▶ _Задание_:
Ответьте по тексту о восстановлении мира в Вандее:
(a) Когда был казнен Стоффле?
(b) Кто подписал перемирие 24 ноября 1799 года от имени Консульства?
(c) До какого числа должна была продлиться передышка?

▶ _Текст_:
Первый успех — восстановление мира в Вандее. В 1795 году его не удалось достичь. Подписанные в мае договоренности не соблюдались из-за нарушений как с той, так и с другой стороны. Гош, находившийся тогда в зените славы, увяз в бесплодных переговорах. Нелепая, явно неудавшаяся карьера в сравнении с той, которую дано было сделать Бонапарту. Казнь Стоффле (25 февраля 1796 года) обострила противостояние, однако в конечном счете способствовала появлению во главе мятежной Вандеи кюре из Сен-JIo Бернье — сторонника примирения с Республикой. С помощью Бернье Бонапарт выиграл там, где проиграл Гош. Сразу же после переворота 18 брюмера Бернье, отнюдь не питавший иллюзий в отношении истинных намерений Первого Консула, заявил о себе как об убежденном стороннике возобновления мирных переговоров. Опираясь на свой авторитет прелата, он неустанно призывал к прекращению военных действий. 24 ноября 1799 года, вопреки призывам Фротге, а затем Кадудаля продолжать сопротивление, было заключено первое перемирие. От имени Консульства соглашение подписал Гедувиль, от мятежников — Шатийон, Отишан и Бурмон. Передышка должна была продлиться до 22 февраля 1800 года.

▶ _Учебный материал_:
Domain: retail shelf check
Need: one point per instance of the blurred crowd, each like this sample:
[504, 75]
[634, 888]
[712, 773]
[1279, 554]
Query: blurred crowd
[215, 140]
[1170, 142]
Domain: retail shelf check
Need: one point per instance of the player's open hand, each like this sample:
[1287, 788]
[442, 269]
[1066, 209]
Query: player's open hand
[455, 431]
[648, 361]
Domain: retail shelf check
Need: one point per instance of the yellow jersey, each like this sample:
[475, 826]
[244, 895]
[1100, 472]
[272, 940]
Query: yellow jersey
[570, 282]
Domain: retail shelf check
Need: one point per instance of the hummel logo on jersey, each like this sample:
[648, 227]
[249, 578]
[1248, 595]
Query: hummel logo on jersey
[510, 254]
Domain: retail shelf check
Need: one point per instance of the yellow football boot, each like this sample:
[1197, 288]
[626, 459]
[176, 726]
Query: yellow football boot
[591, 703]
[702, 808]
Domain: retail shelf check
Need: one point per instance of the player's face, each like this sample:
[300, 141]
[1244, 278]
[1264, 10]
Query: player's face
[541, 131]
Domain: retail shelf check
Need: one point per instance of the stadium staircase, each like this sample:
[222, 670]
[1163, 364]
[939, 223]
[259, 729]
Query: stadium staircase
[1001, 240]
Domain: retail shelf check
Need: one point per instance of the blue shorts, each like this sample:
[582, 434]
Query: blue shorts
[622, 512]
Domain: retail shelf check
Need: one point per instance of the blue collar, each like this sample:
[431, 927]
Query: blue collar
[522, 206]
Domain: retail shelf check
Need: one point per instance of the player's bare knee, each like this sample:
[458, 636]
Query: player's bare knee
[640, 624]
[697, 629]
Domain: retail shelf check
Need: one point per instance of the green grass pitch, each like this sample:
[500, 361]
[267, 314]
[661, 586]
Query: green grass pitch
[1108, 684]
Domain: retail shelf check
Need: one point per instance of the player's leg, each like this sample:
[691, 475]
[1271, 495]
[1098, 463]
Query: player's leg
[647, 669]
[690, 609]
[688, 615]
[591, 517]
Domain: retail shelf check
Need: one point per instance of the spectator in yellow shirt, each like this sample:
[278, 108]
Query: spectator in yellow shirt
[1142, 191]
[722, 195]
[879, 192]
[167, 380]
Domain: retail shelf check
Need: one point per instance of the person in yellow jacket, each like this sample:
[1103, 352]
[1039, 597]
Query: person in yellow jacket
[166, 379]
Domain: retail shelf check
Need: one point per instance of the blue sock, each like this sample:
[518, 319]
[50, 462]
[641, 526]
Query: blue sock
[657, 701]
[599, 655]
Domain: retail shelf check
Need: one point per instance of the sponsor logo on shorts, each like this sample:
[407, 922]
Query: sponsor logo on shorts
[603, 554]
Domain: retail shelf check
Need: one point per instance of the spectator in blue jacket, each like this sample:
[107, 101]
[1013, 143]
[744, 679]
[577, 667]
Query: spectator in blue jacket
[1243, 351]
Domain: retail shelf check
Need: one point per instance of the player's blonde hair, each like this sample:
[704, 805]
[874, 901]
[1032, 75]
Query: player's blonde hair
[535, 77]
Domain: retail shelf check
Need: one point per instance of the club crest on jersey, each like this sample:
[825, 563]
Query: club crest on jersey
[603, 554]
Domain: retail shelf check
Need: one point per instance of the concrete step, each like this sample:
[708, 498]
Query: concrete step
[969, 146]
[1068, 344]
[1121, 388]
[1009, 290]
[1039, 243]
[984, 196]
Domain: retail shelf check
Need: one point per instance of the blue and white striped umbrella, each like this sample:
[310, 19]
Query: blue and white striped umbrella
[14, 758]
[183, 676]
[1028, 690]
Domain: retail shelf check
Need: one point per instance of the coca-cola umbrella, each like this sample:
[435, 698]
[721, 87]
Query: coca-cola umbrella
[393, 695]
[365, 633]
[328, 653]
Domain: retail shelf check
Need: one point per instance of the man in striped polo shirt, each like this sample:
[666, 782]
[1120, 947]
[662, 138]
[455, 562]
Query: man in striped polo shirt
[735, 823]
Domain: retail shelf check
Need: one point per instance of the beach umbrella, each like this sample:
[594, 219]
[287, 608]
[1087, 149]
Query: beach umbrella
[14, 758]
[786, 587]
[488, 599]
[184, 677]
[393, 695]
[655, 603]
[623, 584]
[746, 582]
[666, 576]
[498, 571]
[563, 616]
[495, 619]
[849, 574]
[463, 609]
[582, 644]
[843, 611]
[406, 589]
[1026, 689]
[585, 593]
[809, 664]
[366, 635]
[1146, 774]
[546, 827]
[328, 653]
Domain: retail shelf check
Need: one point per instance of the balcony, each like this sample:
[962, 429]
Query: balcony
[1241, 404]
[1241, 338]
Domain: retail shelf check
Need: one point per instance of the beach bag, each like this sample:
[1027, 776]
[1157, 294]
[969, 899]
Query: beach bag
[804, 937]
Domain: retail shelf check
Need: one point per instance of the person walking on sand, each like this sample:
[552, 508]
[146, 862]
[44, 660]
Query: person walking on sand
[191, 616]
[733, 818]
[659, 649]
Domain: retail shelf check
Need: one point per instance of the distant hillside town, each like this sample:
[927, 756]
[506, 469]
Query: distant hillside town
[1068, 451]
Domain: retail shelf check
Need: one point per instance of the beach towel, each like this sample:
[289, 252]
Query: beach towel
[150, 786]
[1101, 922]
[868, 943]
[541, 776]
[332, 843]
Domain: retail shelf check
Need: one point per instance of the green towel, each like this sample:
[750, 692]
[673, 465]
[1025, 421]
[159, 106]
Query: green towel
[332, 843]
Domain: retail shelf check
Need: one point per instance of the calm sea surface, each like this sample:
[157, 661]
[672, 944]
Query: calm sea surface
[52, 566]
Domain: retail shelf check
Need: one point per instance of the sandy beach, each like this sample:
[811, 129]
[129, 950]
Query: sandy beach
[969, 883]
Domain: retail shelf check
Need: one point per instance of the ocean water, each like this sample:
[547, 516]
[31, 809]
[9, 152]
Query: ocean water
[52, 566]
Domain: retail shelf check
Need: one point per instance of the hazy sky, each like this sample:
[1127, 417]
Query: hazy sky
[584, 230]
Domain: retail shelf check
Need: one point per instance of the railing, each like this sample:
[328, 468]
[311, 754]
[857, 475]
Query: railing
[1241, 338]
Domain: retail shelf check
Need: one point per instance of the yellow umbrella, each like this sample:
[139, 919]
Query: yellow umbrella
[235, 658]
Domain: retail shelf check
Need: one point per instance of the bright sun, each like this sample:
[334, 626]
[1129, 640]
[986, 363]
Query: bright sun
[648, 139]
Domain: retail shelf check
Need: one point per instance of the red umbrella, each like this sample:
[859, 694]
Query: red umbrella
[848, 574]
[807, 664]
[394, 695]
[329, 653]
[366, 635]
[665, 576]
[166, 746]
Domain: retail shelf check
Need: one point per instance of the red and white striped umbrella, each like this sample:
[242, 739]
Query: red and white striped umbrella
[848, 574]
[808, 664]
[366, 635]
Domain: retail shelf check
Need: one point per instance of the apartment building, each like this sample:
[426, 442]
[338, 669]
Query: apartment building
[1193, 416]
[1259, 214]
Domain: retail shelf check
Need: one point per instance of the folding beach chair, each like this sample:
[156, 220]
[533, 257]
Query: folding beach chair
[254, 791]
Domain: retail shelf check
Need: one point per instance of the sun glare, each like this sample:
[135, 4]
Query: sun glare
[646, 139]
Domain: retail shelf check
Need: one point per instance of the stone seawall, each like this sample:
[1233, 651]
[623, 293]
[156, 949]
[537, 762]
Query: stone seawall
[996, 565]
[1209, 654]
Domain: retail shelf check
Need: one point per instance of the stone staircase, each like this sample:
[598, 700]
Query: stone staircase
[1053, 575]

▶ _Ответ_:
(a) 25 февраля 1796 года.
(b) Гедувиль.
(c) До 22 февраля 1800 года.